ENTRIES SHOWN
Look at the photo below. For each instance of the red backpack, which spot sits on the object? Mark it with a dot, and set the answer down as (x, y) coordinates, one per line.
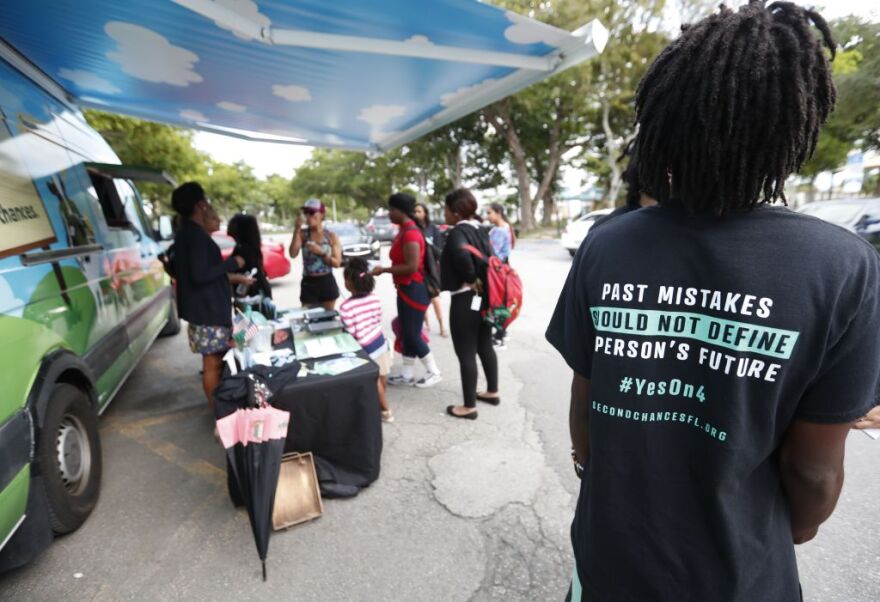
(504, 291)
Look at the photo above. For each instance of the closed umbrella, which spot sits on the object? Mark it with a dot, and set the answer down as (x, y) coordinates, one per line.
(254, 437)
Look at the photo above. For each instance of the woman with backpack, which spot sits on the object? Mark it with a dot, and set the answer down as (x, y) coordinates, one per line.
(435, 238)
(407, 267)
(464, 275)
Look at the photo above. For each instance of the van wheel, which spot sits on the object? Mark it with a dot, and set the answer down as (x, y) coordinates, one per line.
(172, 326)
(69, 454)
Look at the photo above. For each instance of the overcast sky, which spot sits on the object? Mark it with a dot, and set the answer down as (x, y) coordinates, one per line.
(268, 158)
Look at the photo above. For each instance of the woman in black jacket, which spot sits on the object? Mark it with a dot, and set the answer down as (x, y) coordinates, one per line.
(464, 275)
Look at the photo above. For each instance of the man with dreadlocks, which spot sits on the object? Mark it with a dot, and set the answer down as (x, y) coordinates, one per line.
(721, 344)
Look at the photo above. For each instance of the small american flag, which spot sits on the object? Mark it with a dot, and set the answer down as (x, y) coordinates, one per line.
(244, 329)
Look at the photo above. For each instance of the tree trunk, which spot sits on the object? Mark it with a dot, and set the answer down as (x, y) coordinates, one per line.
(811, 193)
(454, 167)
(549, 176)
(499, 116)
(549, 204)
(611, 153)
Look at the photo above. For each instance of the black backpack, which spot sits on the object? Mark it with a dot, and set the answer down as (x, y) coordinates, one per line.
(430, 266)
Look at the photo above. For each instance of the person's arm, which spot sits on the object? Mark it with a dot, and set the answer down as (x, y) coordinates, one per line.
(463, 261)
(410, 263)
(811, 468)
(871, 420)
(579, 418)
(348, 321)
(297, 240)
(201, 268)
(334, 259)
(236, 278)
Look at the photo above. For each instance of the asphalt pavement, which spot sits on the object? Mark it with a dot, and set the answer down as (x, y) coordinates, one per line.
(463, 510)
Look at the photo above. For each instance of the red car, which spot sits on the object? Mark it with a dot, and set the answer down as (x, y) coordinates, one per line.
(275, 261)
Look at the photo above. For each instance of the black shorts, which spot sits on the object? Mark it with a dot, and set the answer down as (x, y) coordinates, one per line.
(318, 289)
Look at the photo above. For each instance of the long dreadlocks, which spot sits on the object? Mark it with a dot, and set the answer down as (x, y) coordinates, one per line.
(732, 107)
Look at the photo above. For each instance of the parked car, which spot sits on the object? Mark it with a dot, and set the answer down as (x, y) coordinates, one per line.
(275, 261)
(381, 228)
(355, 241)
(861, 216)
(576, 231)
(83, 295)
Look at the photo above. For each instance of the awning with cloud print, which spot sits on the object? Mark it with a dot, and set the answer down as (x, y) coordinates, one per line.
(358, 74)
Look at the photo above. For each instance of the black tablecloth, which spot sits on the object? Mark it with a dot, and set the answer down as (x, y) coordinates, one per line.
(338, 419)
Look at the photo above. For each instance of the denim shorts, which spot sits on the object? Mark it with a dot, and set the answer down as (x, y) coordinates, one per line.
(209, 340)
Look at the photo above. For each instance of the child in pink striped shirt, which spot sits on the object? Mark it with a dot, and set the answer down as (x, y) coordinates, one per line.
(362, 316)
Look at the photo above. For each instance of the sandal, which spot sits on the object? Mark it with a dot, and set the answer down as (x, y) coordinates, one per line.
(468, 416)
(492, 401)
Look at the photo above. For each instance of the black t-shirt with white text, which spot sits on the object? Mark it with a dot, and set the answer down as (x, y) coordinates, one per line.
(704, 338)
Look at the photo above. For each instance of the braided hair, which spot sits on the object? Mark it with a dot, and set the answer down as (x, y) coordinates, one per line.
(733, 106)
(357, 272)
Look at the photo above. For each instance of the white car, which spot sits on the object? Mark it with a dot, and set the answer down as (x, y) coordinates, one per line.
(576, 231)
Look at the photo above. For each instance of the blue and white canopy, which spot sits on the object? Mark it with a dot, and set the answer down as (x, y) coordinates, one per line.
(358, 74)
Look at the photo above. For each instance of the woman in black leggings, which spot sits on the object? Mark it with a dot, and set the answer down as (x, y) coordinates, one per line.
(463, 274)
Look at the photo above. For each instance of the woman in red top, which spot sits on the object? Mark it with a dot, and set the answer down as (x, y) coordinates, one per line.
(407, 258)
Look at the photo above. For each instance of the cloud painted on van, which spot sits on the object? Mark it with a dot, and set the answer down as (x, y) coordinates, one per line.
(88, 81)
(147, 55)
(10, 305)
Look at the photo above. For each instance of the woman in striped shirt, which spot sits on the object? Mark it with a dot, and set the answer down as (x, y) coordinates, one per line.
(362, 315)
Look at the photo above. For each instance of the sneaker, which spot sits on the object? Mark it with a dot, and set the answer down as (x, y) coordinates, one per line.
(428, 380)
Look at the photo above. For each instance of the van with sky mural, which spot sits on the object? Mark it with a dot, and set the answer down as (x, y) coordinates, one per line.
(82, 297)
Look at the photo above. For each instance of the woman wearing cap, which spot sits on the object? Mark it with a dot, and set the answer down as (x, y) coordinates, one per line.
(407, 256)
(321, 253)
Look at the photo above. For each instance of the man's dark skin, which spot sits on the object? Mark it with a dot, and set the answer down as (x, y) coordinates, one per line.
(810, 462)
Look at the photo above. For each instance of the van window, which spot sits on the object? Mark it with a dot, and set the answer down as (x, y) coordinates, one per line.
(24, 221)
(131, 204)
(111, 205)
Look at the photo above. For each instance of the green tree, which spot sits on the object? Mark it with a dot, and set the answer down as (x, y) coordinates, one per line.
(350, 176)
(234, 188)
(587, 108)
(149, 144)
(856, 118)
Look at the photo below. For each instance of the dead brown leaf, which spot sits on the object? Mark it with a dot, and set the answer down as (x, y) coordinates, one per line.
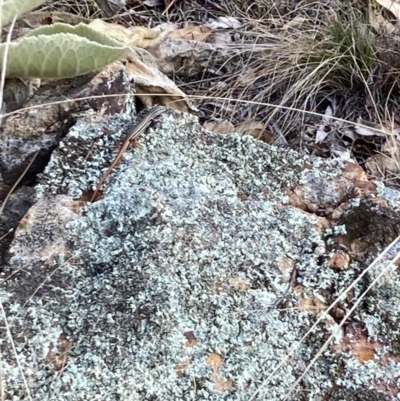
(220, 127)
(199, 33)
(220, 384)
(59, 357)
(256, 129)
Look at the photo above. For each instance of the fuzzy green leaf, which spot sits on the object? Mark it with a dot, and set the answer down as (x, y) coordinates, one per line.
(62, 55)
(82, 30)
(12, 8)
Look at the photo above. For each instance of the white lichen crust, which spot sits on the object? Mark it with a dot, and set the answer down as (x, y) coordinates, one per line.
(187, 238)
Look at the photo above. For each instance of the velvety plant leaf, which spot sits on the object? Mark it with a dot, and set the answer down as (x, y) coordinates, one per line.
(61, 55)
(12, 8)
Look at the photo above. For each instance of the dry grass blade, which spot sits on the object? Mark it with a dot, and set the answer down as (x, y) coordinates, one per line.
(14, 351)
(325, 313)
(18, 181)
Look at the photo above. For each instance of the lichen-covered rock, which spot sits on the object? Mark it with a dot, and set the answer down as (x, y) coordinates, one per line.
(173, 286)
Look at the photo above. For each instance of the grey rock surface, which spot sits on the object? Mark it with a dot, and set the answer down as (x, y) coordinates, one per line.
(165, 288)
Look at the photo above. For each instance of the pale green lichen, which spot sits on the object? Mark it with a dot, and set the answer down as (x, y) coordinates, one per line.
(183, 216)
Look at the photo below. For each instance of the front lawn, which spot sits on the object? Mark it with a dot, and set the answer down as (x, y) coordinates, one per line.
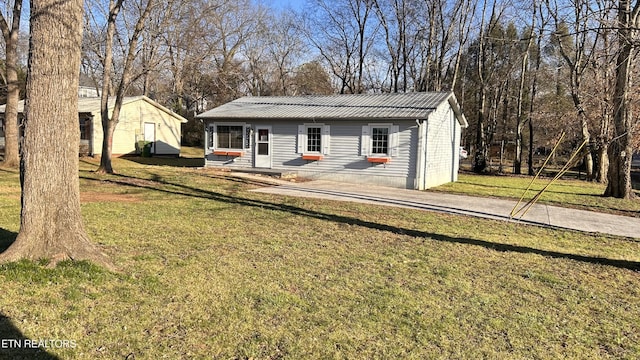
(211, 270)
(569, 193)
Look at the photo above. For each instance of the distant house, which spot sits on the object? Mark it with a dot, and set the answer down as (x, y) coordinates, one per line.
(401, 140)
(141, 119)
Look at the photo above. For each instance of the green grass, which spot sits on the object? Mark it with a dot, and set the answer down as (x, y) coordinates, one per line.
(211, 270)
(569, 193)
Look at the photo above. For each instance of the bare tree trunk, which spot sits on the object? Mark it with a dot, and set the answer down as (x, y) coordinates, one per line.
(11, 136)
(620, 149)
(50, 222)
(517, 161)
(109, 123)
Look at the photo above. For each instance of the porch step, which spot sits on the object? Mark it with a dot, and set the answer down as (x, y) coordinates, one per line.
(282, 174)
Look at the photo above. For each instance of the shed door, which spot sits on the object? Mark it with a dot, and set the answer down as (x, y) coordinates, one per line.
(150, 135)
(263, 147)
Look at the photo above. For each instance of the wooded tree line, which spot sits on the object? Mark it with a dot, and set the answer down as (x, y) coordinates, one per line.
(523, 71)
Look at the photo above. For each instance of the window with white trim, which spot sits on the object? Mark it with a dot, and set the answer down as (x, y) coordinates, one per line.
(229, 136)
(379, 140)
(313, 139)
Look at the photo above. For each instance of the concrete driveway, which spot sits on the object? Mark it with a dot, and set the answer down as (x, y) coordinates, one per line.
(489, 208)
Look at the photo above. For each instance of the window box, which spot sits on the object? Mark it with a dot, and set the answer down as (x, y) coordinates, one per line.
(312, 157)
(228, 153)
(378, 160)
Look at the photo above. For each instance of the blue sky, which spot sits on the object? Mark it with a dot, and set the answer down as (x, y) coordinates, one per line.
(285, 4)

SHORT TASK
Transcribe word for word every line from the one containing "blue sky, which" up to and including the last line of the entries.

TASK RESULT
Look at the photo above. For each instance of the blue sky, which spot sits on the object? Mark it with a dot, and set the answer down as (x, y) coordinates, one per line.
(285, 4)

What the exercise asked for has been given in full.